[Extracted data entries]
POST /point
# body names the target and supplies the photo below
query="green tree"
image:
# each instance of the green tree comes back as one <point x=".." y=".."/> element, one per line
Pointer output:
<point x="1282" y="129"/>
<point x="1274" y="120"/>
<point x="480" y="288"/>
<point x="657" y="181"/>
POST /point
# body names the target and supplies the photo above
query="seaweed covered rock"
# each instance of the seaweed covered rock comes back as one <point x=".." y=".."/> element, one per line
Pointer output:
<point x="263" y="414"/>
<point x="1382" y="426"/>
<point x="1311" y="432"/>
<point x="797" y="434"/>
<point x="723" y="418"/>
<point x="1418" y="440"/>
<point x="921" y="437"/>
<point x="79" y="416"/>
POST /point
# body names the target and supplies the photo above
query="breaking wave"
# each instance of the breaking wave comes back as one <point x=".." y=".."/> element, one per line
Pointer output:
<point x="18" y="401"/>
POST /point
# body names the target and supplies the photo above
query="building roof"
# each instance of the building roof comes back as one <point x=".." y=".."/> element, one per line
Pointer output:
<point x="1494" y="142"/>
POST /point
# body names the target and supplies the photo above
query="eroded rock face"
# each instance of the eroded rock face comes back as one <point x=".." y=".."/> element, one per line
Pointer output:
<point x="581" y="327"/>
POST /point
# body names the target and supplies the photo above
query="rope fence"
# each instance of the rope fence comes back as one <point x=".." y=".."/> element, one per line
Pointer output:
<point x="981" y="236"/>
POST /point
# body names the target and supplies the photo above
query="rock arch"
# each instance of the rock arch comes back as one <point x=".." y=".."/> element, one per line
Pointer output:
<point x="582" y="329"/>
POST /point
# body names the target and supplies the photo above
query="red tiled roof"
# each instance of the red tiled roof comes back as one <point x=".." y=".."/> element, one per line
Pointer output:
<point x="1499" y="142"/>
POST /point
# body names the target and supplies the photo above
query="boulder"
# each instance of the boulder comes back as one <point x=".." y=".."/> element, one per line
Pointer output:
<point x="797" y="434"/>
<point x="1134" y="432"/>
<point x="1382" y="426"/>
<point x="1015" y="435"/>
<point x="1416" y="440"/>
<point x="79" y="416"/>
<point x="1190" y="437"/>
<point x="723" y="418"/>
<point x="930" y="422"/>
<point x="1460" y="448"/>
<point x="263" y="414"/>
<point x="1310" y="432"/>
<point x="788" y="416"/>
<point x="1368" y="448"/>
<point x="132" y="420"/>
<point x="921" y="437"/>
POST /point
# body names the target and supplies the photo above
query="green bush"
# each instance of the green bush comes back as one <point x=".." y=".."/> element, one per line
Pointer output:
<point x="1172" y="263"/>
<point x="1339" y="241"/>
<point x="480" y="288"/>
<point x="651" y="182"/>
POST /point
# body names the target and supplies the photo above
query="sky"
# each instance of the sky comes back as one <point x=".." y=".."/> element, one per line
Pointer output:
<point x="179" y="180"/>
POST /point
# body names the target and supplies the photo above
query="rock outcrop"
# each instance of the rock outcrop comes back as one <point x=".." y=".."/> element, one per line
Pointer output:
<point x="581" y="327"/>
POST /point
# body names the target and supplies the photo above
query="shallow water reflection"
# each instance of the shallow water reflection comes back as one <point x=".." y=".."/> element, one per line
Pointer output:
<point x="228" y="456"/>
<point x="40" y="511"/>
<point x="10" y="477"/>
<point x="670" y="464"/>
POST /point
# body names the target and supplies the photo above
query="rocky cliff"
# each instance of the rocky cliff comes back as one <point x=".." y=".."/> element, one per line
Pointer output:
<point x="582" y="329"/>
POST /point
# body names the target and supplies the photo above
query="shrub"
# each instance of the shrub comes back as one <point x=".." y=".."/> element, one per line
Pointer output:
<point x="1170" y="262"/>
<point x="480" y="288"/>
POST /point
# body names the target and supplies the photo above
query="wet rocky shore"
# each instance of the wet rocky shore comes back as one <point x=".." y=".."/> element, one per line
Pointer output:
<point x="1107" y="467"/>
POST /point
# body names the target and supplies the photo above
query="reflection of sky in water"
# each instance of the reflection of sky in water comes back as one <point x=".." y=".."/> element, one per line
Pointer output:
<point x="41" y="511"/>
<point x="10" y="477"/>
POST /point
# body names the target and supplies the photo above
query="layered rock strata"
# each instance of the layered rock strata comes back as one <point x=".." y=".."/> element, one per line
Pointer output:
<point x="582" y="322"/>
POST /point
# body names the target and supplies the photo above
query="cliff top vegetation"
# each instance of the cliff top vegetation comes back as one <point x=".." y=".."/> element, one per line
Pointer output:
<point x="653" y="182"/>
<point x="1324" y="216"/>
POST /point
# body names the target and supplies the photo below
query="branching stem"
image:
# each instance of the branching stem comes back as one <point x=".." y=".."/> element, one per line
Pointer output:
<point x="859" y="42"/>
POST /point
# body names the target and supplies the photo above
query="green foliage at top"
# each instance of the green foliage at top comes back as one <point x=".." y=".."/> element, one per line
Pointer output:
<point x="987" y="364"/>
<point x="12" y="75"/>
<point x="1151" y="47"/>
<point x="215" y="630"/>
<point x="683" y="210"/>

- **What is required**
Exactly reproduce all of the entries above.

- **Exercise answer**
POST /point
# body names the target and supplies the photo below
query="green tree"
image:
# each instance of the green tree comes back as one <point x=".." y=".."/> element, one per line
Pointer output:
<point x="1282" y="129"/>
<point x="1274" y="120"/>
<point x="480" y="288"/>
<point x="657" y="181"/>
POST /point
# body names the target and supplies the photo above
query="seaweed covered rock"
# each instance of the seaweed covered rock comes back as one <point x=".." y=".."/> element, one per line
Pointer output:
<point x="263" y="414"/>
<point x="1382" y="426"/>
<point x="1311" y="432"/>
<point x="797" y="434"/>
<point x="723" y="418"/>
<point x="1418" y="440"/>
<point x="921" y="437"/>
<point x="79" y="416"/>
POST /point
# body names the target and supplies the photo above
query="breaking wave"
# each instance of the breaking wave comes back as one <point x=".." y=".."/> element, one per line
Pointer output:
<point x="18" y="401"/>
POST /point
# body names the target and supplies the photo above
query="building roof"
# each instance of the building roof comes back as one <point x=".." y=".."/> element, one per line
Pointer output:
<point x="1494" y="142"/>
POST /point
# body names the target and supplies the photo above
query="eroded rock face"
# each instance of the eroded rock face comes back as one <point x=".." y=".."/> element, one per line
Pointer output:
<point x="581" y="327"/>
POST /point
# body names the target and supplies the photo above
query="rope fence"
# each instance of the rope fence comes back as one <point x=".." y=".."/> element, one per line
Pointer output:
<point x="981" y="236"/>
POST /point
# body names the target and supplies the photo above
query="rock arch"
# each instance of the rock arch comes back as one <point x=".." y=".."/> element, one per line
Pointer output:
<point x="582" y="329"/>
POST /point
# body names the target and supplies the photo above
query="red tiled roof"
# each instance of the red tiled roof comes back as one <point x=".." y=".."/> element, one per line
Pointer output:
<point x="1499" y="142"/>
POST /point
# body names the target and supplies the photo above
query="boulder"
# each instance of the boulder comes back as one <point x=".." y=".."/> element, one per line
Pointer output:
<point x="797" y="434"/>
<point x="1134" y="432"/>
<point x="1382" y="426"/>
<point x="1015" y="435"/>
<point x="1416" y="440"/>
<point x="79" y="416"/>
<point x="1190" y="437"/>
<point x="723" y="418"/>
<point x="930" y="422"/>
<point x="1460" y="448"/>
<point x="263" y="414"/>
<point x="1310" y="432"/>
<point x="788" y="416"/>
<point x="1368" y="448"/>
<point x="132" y="420"/>
<point x="921" y="437"/>
POST /point
# body names the target and supplies the photo above
query="green bush"
# each instance of the green bush comes back as one <point x=".." y=".."/> element, one per line
Pointer output:
<point x="1172" y="263"/>
<point x="1339" y="241"/>
<point x="480" y="288"/>
<point x="651" y="182"/>
POST /point
# body names the target and supplies the photo above
query="sky"
# each instance of the sky comes back as one <point x=".." y=".."/> element, one per line
Pointer output:
<point x="179" y="180"/>
POST /point
# body names the target and supplies the photo above
query="rock outcrop"
# each instance of the rock outcrop comes back as one <point x=".." y=".."/> element, one per line
Pointer output:
<point x="581" y="327"/>
POST /point
# body names the target and supplies the photo above
query="shallow water reflection"
# each instance of the shallow water reflection comes back as one <point x=".." y=".."/> element, one per line
Pointer output:
<point x="228" y="456"/>
<point x="40" y="511"/>
<point x="10" y="477"/>
<point x="670" y="464"/>
POST /point
# body names the target and supplies the photo above
query="rocky cliff"
# each instance of the rocky cliff comes back as one <point x=".." y=".."/> element, one per line
Pointer output:
<point x="582" y="329"/>
POST /point
# body names the target and supplies the photo above
query="shrub"
# each instance of the shrub comes back as one <point x=".." y=".."/> element, one per line
Pointer output:
<point x="1170" y="262"/>
<point x="480" y="288"/>
POST /point
# body names the target and supplies the photo above
query="wet rocky shore"
# each instance of the wet rocky shore comes back as one <point x=".." y=".."/> element, one per line
Pointer output:
<point x="1107" y="467"/>
POST /point
# body names the target and supplies the photo above
query="reflection of sky in water"
# each instance of the reflection of sky in water comes back as one <point x=".." y=".."/> element, one per line
Pointer output:
<point x="41" y="511"/>
<point x="10" y="477"/>
POST /point
# body names the target and supplies the photo above
query="layered rock strata"
# each instance of the layered rock strata comes back as one <point x=".." y=".."/> element, one per line
Pointer output:
<point x="582" y="322"/>
POST /point
# body names the target and supplies the photo above
query="cliff top vegetation"
# each instance of the cliff top vegetation comes back as one <point x=".." y=".."/> element, one per line
Pointer output:
<point x="653" y="182"/>
<point x="1324" y="216"/>
POST /point
# body names the target and supplies the photo below
query="branching stem"
image:
# each instance of the branching stem comes back as one <point x=".." y=".."/> element, one per line
Pointer output:
<point x="859" y="42"/>
POST /point
# body names the target and supplies the photo above
query="green foliage at top"
# each instance of the green foliage at top comes back as one <point x=".." y=".."/> element, one per line
Pointer output:
<point x="987" y="364"/>
<point x="12" y="75"/>
<point x="1151" y="47"/>
<point x="215" y="630"/>
<point x="683" y="210"/>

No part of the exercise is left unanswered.